Repeat, exactly and completely, the material that follows. Omit the pictures.

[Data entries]
┌──

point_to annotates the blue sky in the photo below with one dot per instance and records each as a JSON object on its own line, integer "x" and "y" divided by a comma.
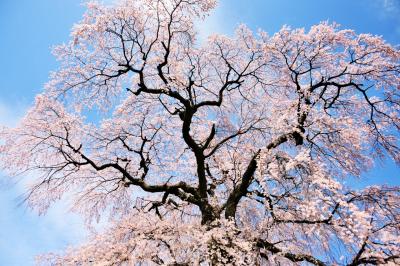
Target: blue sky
{"x": 28, "y": 29}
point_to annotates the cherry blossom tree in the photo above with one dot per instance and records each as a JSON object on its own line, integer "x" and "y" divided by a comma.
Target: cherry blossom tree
{"x": 229, "y": 152}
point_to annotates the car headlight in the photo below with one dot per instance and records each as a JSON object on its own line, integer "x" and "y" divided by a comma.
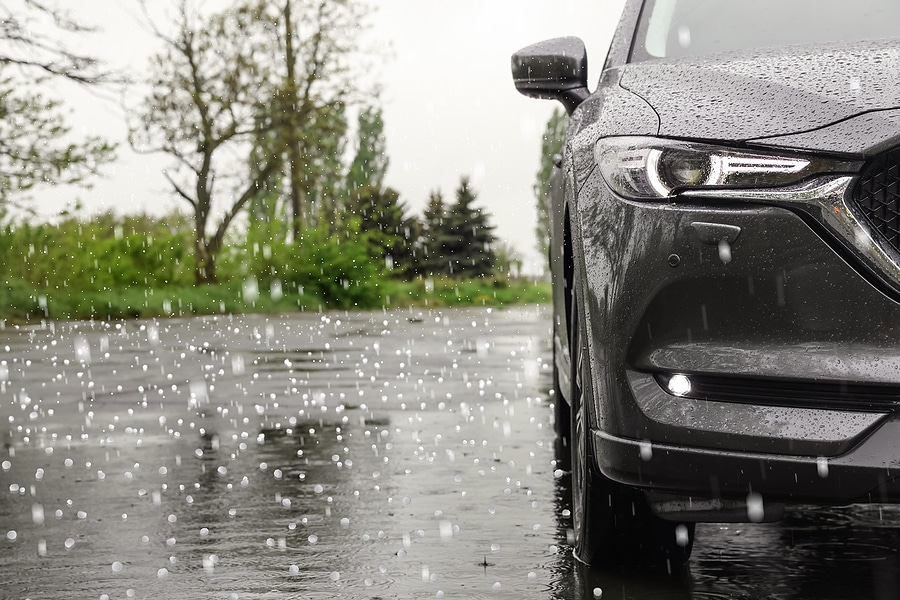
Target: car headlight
{"x": 644, "y": 168}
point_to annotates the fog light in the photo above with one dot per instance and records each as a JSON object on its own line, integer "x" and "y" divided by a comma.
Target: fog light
{"x": 679, "y": 385}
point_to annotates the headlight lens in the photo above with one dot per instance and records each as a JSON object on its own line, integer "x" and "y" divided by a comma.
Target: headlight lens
{"x": 644, "y": 168}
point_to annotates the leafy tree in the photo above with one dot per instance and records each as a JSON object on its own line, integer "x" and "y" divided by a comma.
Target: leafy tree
{"x": 34, "y": 146}
{"x": 551, "y": 144}
{"x": 308, "y": 46}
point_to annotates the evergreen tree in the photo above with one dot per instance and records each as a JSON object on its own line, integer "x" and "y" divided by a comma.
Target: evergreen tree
{"x": 371, "y": 161}
{"x": 390, "y": 233}
{"x": 434, "y": 239}
{"x": 468, "y": 237}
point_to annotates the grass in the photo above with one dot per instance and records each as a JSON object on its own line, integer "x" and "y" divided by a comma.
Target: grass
{"x": 20, "y": 302}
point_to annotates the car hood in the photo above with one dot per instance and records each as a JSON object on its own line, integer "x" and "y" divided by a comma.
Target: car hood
{"x": 772, "y": 93}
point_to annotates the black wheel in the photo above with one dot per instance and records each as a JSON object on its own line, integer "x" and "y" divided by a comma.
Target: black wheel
{"x": 562, "y": 415}
{"x": 612, "y": 523}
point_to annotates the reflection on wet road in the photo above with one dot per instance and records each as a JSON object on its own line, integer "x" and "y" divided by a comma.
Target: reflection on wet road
{"x": 366, "y": 455}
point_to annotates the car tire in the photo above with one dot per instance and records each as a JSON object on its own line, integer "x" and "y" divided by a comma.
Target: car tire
{"x": 562, "y": 414}
{"x": 612, "y": 522}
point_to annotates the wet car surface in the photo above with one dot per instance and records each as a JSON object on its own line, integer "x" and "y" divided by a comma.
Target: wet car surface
{"x": 406, "y": 454}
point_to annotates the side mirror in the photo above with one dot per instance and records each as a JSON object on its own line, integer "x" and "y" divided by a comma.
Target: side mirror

└──

→ Result
point_to annotates the blue sky in the photo below with one dot per instance and records each as a JSON object on its own line, integer "x" and "y" divided by a comma.
Target: blue sky
{"x": 28, "y": 29}
point_to annotates the cherry blossom tree in the photo above with one dot per instance and records each as a JSON object on its own line, integer "x" and "y" divided by a comma.
Target: cherry blossom tree
{"x": 229, "y": 152}
point_to annotates the car headlight in the photo below with one dot per instance and records each as a JSON object on its own line, integer "x" and "y" divided by a comma.
Target: car headlight
{"x": 644, "y": 168}
point_to annotates the fog light in the photo above with one dot per instance and records each as a JSON object on its own line, integer "x" and "y" divided by a comma.
Target: fog light
{"x": 679, "y": 385}
point_to annotates the headlight lens in the photo above with one dot per instance and records each as a JSON object on its own line, integer "x" and "y" divided by a comma.
Target: headlight lens
{"x": 644, "y": 168}
point_to annotates the leafy tree in the photo above with one dot per instance and records each as a JSON object on its own line, integer "x" and "y" divided by a comma.
Target: leafy tree
{"x": 34, "y": 146}
{"x": 551, "y": 144}
{"x": 308, "y": 46}
point_to annotates the evergreen tree in the photo above with one dot per instance and records each as a JSON object on its own line, integer "x" and "y" divided by a comma.
Target: evergreen tree
{"x": 371, "y": 161}
{"x": 390, "y": 233}
{"x": 434, "y": 239}
{"x": 468, "y": 237}
point_to annotates the grass in the photo above with one dot per instance and records each as a JSON object on its own line, integer "x" and "y" divided by a comma.
Target: grass
{"x": 20, "y": 302}
point_to annotates the car hood in the photo above with one dot per instance and records each as a JSON object on its own line, integer "x" and "y" divided by a comma.
Target: car hood
{"x": 772, "y": 93}
point_to annotates the black wheel in the photo above with one dot per instance and records each as a JSON object on its own line, integer "x" and "y" divided by a comma.
Target: black wheel
{"x": 562, "y": 415}
{"x": 612, "y": 523}
point_to annotates the reflection on wet road in the photo above with one dot per instance and records each as a JSON object on its own line, integer "x" and "y" divided by a comma.
Target: reflection on wet road
{"x": 366, "y": 455}
point_to annotates the car tire in the photo above with one dot per instance and records each as a JSON object on its own line, integer "x" and "y" divided by a comma.
Target: car tire
{"x": 562, "y": 414}
{"x": 612, "y": 522}
point_to annotates the wet car surface in the photo above with one dot per instance and records each as a JSON object on its own line, integer "x" and "y" divided by a comma.
Target: wet car surface
{"x": 406, "y": 454}
point_to annotates the side mirror in the photo above with one dot per instance and records each as a JSON object on its own line, integer "x" and "y" divided by a comma.
Target: side mirror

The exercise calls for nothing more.